BEGIN EXERCISE MATERIALS

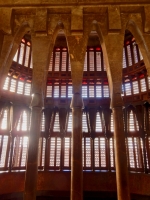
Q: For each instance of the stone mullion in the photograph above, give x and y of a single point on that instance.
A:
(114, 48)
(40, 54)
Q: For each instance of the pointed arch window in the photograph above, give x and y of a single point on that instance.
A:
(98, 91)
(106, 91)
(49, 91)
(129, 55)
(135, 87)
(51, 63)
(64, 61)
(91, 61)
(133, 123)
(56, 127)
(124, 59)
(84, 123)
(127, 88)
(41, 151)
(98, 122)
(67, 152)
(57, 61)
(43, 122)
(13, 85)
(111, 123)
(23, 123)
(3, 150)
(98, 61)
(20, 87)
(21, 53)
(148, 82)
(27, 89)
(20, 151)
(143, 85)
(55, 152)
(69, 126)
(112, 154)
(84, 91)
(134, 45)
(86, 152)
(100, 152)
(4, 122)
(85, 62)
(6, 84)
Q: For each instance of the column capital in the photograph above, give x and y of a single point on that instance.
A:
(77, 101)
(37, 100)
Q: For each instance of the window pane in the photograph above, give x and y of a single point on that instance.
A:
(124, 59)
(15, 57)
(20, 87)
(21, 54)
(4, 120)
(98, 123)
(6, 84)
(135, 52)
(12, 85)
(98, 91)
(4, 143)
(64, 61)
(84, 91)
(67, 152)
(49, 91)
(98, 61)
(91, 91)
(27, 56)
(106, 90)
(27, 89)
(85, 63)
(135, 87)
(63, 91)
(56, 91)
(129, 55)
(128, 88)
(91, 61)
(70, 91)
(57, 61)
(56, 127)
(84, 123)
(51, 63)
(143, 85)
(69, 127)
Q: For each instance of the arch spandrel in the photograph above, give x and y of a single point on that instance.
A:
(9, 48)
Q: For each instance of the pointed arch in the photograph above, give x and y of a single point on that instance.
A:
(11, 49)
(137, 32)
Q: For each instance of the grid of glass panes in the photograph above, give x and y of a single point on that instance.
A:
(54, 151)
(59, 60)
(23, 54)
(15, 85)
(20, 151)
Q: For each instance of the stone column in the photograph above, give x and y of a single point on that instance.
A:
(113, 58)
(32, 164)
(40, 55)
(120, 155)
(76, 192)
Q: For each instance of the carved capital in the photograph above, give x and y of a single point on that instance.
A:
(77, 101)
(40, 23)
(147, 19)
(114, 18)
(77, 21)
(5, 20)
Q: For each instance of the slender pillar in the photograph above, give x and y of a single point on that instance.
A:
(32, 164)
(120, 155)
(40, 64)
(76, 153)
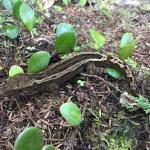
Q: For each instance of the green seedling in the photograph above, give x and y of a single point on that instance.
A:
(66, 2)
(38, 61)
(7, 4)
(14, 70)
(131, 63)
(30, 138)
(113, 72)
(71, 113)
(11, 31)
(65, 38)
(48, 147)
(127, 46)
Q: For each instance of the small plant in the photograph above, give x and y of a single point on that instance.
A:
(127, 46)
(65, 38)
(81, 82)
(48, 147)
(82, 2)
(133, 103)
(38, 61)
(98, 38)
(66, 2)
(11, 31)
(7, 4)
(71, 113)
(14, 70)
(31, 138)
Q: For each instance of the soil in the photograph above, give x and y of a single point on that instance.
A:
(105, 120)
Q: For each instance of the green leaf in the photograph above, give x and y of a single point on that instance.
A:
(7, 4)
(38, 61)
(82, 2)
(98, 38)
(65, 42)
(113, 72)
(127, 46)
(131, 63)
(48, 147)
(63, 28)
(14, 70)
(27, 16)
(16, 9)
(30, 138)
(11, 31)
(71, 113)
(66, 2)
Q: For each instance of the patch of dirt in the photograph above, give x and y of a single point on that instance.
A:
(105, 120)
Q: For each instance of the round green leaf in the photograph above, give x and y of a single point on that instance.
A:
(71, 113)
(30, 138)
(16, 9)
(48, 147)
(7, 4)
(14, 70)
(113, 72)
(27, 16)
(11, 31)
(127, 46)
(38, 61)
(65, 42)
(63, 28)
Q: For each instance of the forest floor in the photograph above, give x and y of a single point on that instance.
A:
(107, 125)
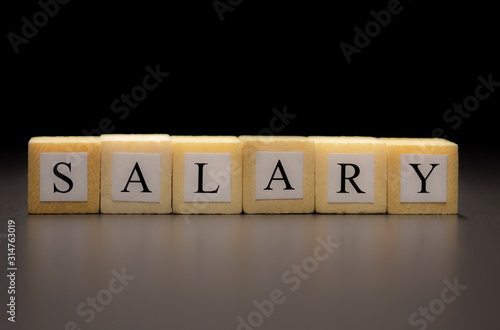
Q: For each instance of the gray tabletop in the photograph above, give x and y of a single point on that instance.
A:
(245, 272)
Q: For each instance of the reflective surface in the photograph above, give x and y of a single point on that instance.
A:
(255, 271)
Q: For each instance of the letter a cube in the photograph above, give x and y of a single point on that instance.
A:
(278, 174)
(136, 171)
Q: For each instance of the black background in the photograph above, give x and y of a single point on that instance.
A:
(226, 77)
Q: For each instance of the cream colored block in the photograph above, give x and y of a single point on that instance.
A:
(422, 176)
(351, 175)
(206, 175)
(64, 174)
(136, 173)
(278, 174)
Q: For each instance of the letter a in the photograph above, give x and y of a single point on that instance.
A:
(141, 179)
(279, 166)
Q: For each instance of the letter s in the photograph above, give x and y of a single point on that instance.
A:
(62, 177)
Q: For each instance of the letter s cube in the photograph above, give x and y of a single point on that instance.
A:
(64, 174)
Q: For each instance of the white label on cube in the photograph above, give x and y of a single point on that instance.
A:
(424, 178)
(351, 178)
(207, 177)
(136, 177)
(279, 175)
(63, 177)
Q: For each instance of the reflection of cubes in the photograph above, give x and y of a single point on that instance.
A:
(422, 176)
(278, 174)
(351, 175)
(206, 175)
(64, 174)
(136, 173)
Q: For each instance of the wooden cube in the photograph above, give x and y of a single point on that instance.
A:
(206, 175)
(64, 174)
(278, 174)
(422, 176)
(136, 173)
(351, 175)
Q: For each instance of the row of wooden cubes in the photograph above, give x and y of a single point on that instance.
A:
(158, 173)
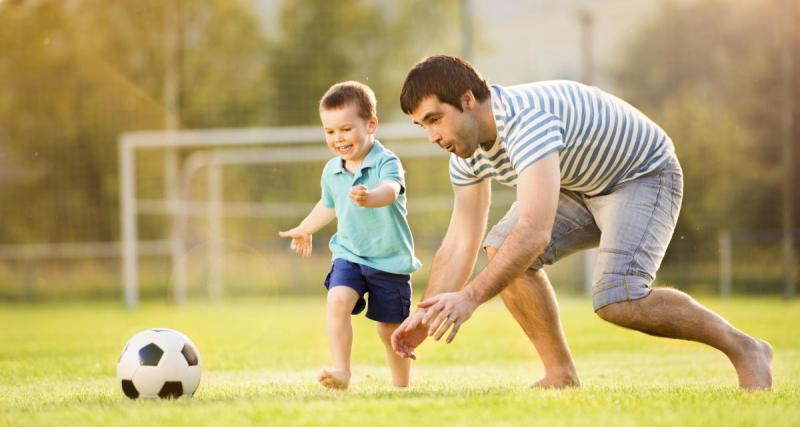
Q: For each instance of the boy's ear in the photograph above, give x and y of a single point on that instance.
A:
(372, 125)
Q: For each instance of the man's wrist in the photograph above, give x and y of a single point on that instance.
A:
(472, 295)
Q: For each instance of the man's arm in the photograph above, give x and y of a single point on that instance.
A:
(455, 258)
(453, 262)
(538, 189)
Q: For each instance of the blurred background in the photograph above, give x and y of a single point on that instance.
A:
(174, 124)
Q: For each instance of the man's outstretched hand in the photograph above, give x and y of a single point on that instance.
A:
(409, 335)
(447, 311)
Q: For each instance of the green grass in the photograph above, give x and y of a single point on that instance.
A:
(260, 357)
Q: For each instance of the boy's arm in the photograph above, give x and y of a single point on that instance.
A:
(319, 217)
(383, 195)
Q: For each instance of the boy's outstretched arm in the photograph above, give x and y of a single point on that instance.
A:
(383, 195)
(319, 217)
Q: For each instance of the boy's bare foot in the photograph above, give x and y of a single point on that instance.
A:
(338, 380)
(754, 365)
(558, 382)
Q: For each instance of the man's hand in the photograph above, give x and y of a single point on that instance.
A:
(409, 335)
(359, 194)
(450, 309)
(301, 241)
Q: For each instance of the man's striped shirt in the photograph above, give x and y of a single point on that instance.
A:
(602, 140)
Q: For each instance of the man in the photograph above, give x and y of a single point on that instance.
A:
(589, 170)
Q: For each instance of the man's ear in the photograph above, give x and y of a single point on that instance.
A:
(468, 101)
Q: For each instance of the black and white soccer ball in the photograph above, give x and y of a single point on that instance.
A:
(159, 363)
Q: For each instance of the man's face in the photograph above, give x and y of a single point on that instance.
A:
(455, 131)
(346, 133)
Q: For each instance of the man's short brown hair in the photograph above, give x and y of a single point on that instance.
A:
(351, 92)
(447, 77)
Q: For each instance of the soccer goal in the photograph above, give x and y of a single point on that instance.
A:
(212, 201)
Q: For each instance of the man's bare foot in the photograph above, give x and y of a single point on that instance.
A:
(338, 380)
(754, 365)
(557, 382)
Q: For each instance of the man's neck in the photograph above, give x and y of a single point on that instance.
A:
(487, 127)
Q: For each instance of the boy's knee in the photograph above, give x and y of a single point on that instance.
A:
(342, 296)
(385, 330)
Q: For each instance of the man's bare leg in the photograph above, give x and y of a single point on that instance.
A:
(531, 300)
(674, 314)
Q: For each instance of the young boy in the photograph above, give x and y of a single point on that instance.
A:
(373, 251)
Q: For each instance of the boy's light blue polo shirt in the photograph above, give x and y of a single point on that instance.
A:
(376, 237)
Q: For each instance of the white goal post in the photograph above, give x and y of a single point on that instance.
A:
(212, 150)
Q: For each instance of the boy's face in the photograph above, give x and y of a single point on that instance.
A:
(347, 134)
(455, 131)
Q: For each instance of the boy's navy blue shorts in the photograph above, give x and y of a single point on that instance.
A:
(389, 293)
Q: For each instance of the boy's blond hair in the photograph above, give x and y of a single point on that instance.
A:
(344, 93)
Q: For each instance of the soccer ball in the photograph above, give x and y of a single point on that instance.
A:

END EXERCISE MATERIALS

PROBLEM TO WORK ON: For the word "wooden", find every line in the data that holds it and copy that line.

RESPONSE BELOW:
Q: For each instance of the wooden cube in the photograph above, give x and y of a single point on that instance.
Q: For each instance of the row of wooden cubes in the photograph above, give x and y of a single point on that instance.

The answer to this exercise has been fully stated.